#### [Records from a dataset]
>>>

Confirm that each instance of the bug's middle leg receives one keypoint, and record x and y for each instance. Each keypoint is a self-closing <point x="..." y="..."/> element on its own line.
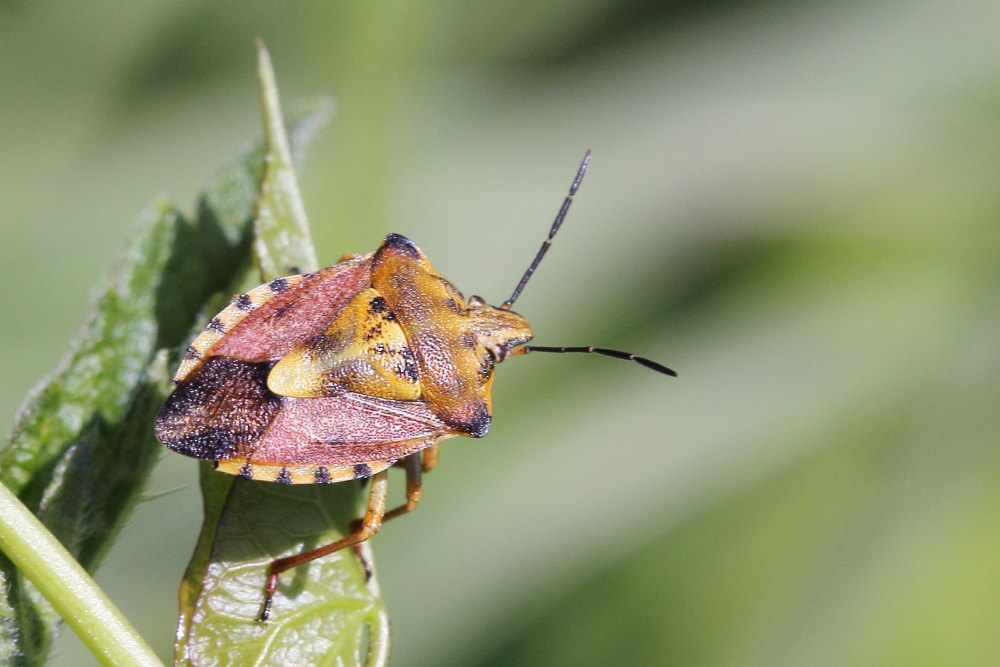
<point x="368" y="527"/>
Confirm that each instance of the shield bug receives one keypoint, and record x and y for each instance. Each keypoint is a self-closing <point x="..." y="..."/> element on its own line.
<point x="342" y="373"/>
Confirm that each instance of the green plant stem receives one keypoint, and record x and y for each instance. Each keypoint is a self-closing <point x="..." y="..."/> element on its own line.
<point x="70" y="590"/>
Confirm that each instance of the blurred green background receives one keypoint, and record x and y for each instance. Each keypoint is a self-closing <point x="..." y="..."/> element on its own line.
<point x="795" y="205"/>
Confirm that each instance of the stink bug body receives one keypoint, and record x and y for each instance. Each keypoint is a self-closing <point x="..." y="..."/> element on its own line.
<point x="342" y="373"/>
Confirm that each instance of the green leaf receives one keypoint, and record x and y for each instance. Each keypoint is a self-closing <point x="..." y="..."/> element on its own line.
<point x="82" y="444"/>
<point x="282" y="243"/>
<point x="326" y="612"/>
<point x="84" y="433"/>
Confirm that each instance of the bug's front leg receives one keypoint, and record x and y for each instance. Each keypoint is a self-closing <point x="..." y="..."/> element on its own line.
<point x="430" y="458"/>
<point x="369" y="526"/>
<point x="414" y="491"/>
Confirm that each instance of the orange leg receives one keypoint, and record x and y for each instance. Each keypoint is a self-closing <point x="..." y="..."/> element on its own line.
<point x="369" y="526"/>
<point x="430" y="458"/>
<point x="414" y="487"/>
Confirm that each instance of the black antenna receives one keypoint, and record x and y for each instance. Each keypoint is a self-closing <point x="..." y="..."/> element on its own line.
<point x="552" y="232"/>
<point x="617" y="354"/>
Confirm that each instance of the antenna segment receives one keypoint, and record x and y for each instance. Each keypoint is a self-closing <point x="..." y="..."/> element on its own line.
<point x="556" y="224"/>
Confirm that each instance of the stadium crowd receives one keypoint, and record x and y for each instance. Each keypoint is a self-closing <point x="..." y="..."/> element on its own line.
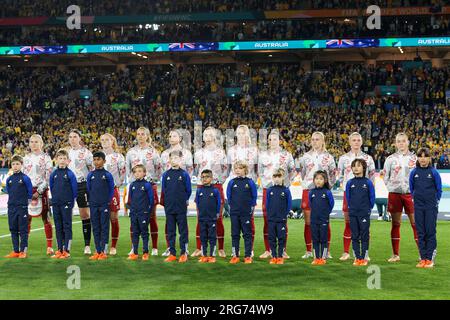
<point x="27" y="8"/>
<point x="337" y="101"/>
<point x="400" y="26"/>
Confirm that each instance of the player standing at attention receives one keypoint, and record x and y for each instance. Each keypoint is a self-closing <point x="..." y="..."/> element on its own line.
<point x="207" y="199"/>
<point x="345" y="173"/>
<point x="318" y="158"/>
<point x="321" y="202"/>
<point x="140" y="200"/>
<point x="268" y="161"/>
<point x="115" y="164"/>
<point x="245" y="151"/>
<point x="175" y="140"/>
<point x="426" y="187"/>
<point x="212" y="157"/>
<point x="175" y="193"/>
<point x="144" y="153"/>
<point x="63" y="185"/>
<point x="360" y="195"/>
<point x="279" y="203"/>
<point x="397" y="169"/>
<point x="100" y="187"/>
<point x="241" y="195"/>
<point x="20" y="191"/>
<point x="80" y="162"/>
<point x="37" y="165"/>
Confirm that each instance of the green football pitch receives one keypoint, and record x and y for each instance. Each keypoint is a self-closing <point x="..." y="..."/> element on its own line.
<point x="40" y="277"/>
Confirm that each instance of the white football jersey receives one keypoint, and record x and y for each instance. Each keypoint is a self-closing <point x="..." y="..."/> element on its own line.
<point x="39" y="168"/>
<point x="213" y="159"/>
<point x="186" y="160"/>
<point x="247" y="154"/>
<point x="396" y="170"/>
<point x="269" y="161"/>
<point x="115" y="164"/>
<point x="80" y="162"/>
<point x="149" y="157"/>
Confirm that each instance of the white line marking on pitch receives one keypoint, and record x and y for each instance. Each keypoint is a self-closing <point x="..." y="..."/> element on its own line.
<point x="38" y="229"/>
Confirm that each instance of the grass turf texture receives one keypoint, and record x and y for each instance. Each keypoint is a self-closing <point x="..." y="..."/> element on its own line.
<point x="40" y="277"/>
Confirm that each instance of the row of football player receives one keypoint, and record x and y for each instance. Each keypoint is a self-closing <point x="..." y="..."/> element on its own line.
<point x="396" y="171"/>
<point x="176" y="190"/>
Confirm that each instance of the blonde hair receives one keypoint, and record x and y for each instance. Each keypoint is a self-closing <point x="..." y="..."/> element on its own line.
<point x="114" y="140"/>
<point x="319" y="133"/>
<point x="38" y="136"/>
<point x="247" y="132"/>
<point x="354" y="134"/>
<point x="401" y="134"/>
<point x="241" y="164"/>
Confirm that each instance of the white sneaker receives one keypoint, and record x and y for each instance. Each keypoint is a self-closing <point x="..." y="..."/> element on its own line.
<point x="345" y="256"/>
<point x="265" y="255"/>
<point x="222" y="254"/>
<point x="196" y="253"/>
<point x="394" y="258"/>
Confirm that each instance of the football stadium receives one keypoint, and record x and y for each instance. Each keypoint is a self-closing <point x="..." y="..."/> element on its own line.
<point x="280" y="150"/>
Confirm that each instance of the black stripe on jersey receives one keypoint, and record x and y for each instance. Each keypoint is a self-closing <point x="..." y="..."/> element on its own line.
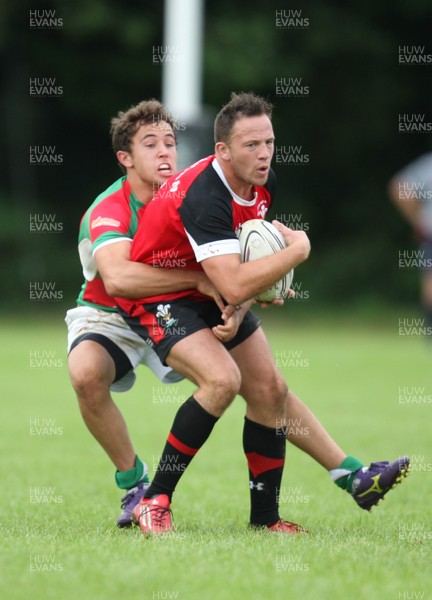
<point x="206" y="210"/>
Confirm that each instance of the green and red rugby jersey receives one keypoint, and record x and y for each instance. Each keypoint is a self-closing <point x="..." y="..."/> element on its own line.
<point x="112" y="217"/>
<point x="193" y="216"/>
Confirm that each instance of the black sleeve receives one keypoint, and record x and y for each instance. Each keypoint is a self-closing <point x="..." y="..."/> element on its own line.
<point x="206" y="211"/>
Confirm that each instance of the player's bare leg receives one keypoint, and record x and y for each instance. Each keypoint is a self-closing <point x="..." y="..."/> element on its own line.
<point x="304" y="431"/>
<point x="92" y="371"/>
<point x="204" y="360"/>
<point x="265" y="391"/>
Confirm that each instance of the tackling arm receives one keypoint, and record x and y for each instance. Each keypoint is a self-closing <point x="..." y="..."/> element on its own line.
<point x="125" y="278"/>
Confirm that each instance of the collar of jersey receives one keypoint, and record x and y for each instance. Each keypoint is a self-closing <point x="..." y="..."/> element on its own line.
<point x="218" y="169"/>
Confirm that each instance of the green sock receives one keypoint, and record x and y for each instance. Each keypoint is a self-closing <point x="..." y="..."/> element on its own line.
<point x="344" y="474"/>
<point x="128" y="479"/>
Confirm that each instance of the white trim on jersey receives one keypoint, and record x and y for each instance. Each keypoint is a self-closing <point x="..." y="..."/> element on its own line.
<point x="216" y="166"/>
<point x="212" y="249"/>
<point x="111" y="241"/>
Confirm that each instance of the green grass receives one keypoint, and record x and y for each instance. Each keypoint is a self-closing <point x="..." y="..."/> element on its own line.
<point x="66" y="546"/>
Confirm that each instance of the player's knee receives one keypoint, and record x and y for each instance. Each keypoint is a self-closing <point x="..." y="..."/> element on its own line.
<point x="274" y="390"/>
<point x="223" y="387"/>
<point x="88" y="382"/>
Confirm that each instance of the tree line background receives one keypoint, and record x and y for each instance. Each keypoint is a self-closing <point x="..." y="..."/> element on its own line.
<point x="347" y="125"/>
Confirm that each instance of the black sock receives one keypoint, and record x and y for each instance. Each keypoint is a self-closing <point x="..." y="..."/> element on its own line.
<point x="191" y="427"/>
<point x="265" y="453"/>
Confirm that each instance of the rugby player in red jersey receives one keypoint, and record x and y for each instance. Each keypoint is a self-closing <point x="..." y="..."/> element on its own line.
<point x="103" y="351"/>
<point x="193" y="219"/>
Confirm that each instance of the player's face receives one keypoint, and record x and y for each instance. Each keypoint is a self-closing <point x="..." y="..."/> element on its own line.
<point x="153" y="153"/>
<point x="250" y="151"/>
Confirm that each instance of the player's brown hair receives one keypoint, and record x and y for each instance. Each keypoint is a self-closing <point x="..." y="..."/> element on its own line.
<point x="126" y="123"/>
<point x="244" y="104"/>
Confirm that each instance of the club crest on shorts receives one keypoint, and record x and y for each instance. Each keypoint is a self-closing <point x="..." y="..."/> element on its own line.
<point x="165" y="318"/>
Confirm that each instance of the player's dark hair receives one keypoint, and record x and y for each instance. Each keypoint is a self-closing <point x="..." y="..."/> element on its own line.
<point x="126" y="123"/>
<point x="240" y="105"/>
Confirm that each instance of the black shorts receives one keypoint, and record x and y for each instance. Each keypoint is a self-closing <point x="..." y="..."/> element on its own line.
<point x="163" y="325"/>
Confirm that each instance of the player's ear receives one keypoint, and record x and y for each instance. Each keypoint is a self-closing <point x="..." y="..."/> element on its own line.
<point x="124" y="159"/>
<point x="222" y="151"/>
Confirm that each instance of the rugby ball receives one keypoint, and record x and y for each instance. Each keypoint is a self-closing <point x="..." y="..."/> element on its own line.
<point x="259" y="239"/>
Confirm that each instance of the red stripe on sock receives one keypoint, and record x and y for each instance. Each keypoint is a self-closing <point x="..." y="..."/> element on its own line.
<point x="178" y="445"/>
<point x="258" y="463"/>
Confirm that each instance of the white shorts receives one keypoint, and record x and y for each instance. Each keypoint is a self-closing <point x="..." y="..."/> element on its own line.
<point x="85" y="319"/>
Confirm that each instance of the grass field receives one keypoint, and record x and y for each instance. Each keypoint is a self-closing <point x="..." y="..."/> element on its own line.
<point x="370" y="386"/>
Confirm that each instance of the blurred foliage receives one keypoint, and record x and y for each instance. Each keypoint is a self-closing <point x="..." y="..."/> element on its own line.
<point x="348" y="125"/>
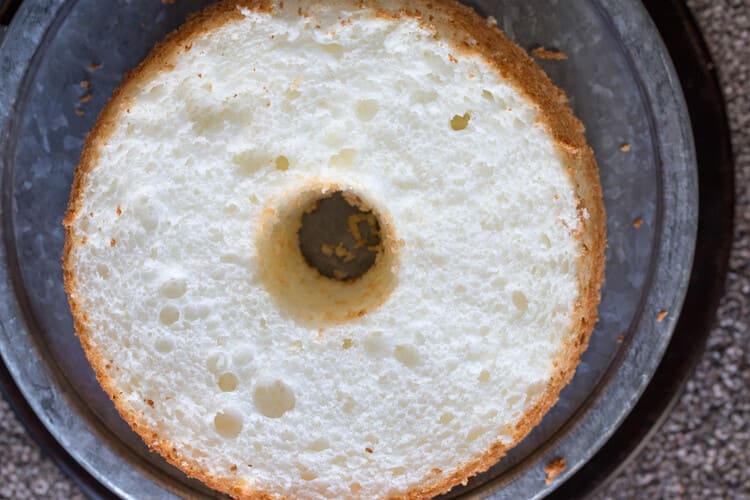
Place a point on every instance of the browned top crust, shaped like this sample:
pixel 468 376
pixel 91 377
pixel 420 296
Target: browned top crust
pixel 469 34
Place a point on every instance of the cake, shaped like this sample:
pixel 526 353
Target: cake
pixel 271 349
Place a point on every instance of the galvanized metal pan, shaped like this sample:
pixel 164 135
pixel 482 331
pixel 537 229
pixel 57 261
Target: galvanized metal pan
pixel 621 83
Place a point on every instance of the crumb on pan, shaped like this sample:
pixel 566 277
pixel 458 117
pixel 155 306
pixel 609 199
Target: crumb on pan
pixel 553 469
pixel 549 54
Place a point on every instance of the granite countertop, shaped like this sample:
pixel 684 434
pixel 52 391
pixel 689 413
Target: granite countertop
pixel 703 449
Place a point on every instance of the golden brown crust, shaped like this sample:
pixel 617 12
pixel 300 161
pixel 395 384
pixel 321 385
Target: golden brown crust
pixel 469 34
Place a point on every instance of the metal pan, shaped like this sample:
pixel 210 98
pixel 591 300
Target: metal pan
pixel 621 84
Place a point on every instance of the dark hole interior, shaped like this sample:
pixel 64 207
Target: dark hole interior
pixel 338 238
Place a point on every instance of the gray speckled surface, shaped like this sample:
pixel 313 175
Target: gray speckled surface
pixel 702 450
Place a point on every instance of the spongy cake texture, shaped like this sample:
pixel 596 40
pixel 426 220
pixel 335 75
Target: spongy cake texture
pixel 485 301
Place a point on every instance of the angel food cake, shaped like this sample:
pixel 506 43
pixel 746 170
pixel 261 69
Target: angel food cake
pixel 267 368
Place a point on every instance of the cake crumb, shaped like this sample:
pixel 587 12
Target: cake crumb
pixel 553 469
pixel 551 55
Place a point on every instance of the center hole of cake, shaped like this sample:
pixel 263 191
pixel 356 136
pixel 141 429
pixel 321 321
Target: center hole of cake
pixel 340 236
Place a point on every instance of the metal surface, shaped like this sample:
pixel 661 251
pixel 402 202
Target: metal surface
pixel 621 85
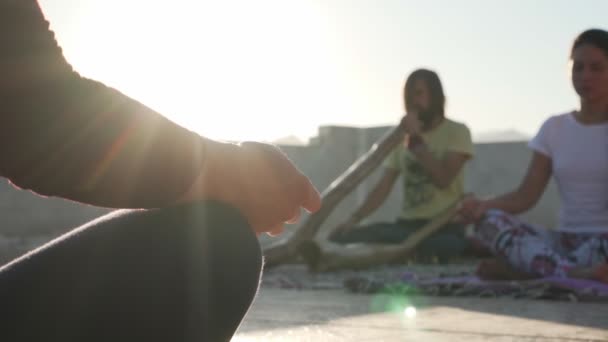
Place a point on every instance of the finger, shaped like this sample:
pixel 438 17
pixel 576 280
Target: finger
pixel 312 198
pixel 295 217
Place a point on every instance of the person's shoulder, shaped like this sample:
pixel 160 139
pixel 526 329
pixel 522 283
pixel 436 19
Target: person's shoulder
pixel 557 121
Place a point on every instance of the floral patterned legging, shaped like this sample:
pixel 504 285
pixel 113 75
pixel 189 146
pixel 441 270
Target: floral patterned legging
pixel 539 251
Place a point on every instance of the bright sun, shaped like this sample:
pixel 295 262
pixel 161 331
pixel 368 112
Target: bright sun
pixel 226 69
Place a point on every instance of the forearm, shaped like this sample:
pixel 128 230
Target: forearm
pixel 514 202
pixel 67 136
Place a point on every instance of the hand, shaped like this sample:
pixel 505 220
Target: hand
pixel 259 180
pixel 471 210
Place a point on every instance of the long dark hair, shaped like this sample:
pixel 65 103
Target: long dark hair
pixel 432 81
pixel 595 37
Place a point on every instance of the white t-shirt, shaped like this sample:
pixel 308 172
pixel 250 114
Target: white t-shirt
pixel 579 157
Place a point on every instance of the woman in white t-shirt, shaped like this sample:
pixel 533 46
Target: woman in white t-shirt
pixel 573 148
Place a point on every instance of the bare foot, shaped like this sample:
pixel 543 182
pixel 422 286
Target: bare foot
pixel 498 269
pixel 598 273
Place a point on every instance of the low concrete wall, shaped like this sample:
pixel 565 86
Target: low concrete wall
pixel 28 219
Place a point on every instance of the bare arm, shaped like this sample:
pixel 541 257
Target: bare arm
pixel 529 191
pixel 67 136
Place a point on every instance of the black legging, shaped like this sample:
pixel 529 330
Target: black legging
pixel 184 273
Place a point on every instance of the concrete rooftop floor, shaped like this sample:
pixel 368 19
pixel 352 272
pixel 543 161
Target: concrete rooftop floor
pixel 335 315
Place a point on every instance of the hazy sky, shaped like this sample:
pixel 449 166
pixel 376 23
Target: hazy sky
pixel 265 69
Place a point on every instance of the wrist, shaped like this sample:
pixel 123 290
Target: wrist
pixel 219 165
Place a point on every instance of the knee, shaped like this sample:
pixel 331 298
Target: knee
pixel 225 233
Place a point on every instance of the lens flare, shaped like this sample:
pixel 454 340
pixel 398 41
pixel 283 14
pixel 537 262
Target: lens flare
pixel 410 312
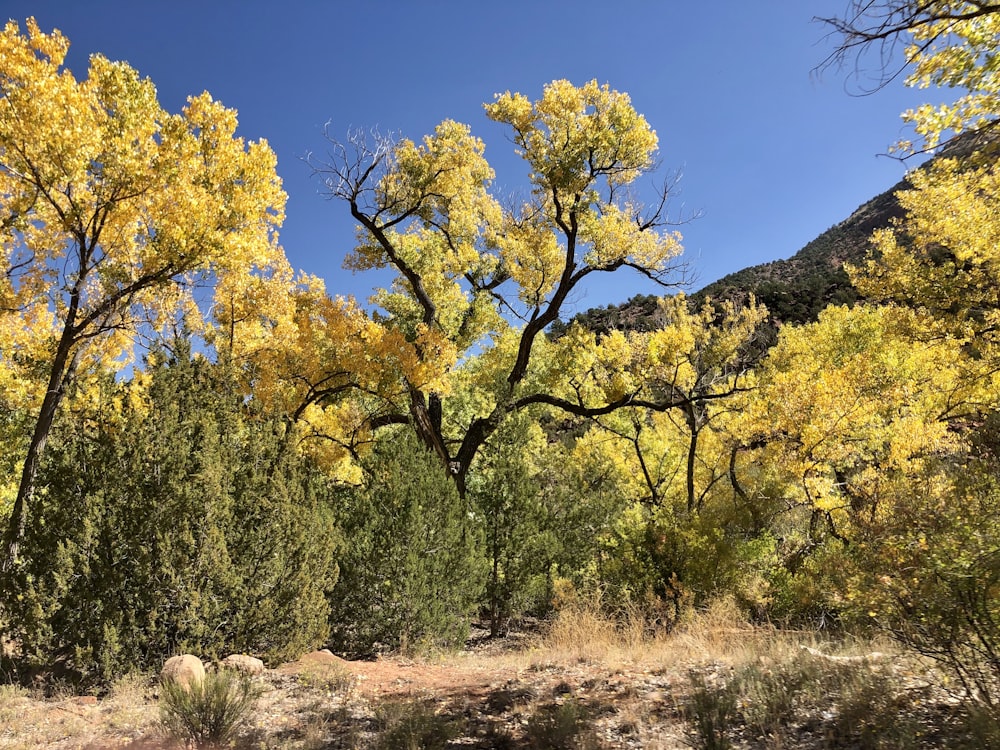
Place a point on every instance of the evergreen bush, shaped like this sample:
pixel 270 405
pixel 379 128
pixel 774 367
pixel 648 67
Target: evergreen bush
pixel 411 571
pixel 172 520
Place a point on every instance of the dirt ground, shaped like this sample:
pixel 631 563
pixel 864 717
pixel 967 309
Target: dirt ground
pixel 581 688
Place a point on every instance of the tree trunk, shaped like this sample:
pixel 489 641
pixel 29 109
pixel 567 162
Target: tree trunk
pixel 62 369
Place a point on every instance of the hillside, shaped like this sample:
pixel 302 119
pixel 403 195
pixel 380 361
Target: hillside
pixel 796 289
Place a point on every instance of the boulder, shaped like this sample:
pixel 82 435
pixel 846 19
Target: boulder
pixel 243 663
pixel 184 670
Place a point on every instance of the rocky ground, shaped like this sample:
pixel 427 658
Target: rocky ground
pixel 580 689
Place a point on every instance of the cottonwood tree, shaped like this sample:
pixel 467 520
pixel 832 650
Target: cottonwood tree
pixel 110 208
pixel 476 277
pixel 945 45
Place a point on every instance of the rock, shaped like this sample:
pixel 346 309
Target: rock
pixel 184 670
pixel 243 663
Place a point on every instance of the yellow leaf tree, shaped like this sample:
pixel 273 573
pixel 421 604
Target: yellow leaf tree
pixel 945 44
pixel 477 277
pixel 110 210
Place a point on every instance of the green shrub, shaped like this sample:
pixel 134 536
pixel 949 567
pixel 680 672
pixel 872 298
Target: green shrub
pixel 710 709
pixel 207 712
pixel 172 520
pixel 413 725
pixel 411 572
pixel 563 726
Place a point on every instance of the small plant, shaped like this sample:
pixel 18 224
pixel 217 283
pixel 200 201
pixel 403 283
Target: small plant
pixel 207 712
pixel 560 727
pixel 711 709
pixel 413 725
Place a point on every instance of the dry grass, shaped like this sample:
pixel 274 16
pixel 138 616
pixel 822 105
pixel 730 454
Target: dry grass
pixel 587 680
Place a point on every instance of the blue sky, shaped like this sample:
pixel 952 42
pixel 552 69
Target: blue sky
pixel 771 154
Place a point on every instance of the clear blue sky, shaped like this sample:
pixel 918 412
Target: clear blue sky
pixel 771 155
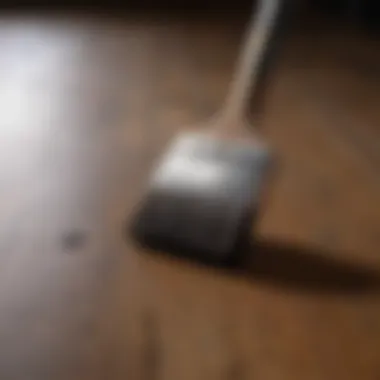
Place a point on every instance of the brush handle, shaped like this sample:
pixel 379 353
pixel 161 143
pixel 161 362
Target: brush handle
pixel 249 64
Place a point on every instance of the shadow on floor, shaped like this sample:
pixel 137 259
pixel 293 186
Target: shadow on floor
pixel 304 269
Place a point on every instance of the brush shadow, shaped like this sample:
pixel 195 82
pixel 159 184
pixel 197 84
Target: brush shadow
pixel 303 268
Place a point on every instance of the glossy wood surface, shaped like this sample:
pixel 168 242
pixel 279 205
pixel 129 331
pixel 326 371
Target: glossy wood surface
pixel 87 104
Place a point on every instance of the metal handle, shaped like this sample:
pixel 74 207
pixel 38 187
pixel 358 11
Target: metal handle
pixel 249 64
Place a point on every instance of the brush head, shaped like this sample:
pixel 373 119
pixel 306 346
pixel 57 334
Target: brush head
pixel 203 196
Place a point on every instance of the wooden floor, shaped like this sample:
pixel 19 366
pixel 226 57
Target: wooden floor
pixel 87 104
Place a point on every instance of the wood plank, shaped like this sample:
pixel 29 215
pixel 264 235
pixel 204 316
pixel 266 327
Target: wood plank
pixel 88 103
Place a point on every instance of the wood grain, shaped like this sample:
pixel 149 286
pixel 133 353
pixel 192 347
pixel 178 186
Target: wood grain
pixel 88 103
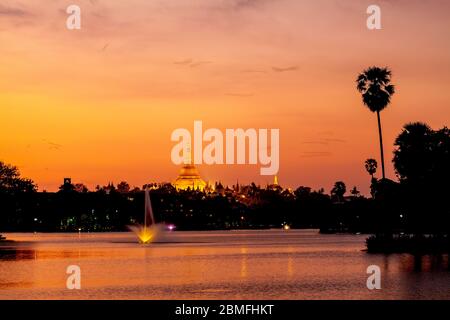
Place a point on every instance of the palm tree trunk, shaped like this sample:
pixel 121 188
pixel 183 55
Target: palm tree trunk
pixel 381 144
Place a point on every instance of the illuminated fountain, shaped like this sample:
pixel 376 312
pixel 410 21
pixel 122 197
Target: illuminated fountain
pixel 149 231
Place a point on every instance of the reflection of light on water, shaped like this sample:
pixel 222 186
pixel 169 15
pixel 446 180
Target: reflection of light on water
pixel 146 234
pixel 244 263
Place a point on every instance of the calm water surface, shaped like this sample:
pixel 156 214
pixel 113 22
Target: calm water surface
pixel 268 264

<<<

#### [WHAT TO WORK ON]
Copy verbatim everything from the line containing "Place a point on every instance of the metal handle, shaped" down to the end of the records, keeping both ends and leaving out the pictures.

#### [RESPONSE TO THIS EXERCISE]
Place a point on every instance of the metal handle, shaped like this sample:
pixel 74 207
pixel 38 187
pixel 358 11
Target: metal handle
pixel 249 64
Place a point on every instance of the brush head, shaped like this sample:
pixel 373 119
pixel 306 346
pixel 57 334
Target: brush head
pixel 203 196
Place a point on every instance of the wooden floor, shaped like this sample:
pixel 19 366
pixel 226 57
Target: wooden floor
pixel 87 104
Place a point on every instance of the wood plank, shaped like this sample:
pixel 29 215
pixel 264 235
pixel 204 316
pixel 266 327
Target: wood plank
pixel 88 103
Place a point on every instance of the wood grain, shaped like this sample:
pixel 149 286
pixel 133 353
pixel 192 347
pixel 178 186
Target: wood grain
pixel 88 103
Place a point on every instance of the palm tree trunk, shaped like this sample:
pixel 121 188
pixel 183 55
Target: palm tree trunk
pixel 381 144
Place a point on every instance of the illuminated fountain, shaped like this sample:
pixel 376 312
pixel 410 21
pixel 122 197
Target: illuminated fountain
pixel 149 231
Place a point on every instance of the reflection of light on water, shaped like this sample:
pixel 222 186
pixel 169 15
pixel 446 180
Target: reflection of light on water
pixel 146 234
pixel 244 263
Place a point on every instance of the calm water surface, shaped like this sample:
pixel 156 214
pixel 113 22
Target: calm water surface
pixel 268 264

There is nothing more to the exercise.